▶ GIVEN PASSAGE:
The material time derivative of ${\displaystyle \rho }$ is defined as

${\displaystyle {\dot {\rho }}={\frac {\partial \rho }{\partial t}}+{\boldsymbol {\nabla }}\rho \cdot \mathbf {v} ~.}$

Therefore,

${\displaystyle \left[{\dot {\rho }}+\rho ~{\boldsymbol {\nabla }}\bullet \mathbf {v} \right]\mathbf {v} +\rho ~{\frac {\partial \mathbf {v} }{\partial t}}+\rho ~{\boldsymbol {\nabla }}\mathbf {v} \cdot \mathbf {v} -{\boldsymbol {\nabla }}\bullet {\boldsymbol {\sigma }}-\rho ~\mathbf {b} =0~.}$

From the balance of mass, we have

${\displaystyle {\dot {\rho }}+\rho ~{\boldsymbol {\nabla }}\bullet \mathbf {v} =0~.}$

Therefore,

${\displaystyle \rho ~{\frac {\partial \mathbf {v} }{\partial t}}+\rho ~{\boldsymbol {\nabla }}\mathbf {v} \cdot \mathbf {v} -{\boldsymbol {\nabla }}\bullet {\boldsymbol {\sigma }}-\rho ~\mathbf {b} =0~.}$

The material time derivative of ${\displaystyle \mathbf {v} }$ is defined as

${\displaystyle {\dot {\mathbf {v} }}={\frac {\partial \mathbf {v} }{\partial t}}+{\boldsymbol {\nabla }}\mathbf {v} \cdot \mathbf {v} ~.}$

Hence,

${\displaystyle {\rho ~{\dot {\mathbf {v} }}-{\boldsymbol {\nabla }}\bullet {\boldsymbol {\sigma }}-\rho ~\mathbf {b} =0~.}}$

▶ PROMPT A:
In the records, replace every "Result" with "Output" and reproduce them with nothing else altered.

▶ SUPPLIED MATERIAL:
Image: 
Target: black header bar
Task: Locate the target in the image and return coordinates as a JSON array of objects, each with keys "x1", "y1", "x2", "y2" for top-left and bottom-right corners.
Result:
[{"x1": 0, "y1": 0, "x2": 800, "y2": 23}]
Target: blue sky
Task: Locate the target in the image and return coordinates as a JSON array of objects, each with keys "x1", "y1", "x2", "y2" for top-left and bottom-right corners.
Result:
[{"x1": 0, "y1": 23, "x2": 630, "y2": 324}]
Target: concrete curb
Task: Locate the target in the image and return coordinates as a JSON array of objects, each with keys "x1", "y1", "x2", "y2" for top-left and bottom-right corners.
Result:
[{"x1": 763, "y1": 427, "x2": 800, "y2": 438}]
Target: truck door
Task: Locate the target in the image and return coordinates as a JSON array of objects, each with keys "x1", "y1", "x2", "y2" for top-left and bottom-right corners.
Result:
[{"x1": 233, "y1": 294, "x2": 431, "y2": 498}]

▶ PROMPT B:
According to the derivation, which balance yields the equation in which the material time derivative of ρ plus ρ times the divergence of v equals zero?

▶ EXPECTED OUTPUT A:
Image: 
Target: black header bar
Task: Locate the target in the image and return coordinates as a JSON array of objects, each with keys "x1", "y1", "x2", "y2" for top-left and bottom-right corners.
Output:
[{"x1": 0, "y1": 0, "x2": 800, "y2": 23}]
Target: blue sky
Task: Locate the target in the image and return coordinates as a JSON array of objects, each with keys "x1", "y1", "x2", "y2" for top-left and bottom-right corners.
Output:
[{"x1": 0, "y1": 23, "x2": 630, "y2": 324}]
Target: concrete curb
Task: Locate the target in the image and return coordinates as a JSON array of objects, each with keys "x1", "y1", "x2", "y2" for top-left and bottom-right corners.
Output:
[{"x1": 763, "y1": 427, "x2": 800, "y2": 438}]
Target: truck door
Task: Locate the target in the image and return coordinates as a JSON array of objects, each with keys "x1", "y1", "x2", "y2" for top-left and bottom-right corners.
Output:
[{"x1": 233, "y1": 294, "x2": 431, "y2": 498}]

▶ EXPECTED OUTPUT B:
The balance of mass.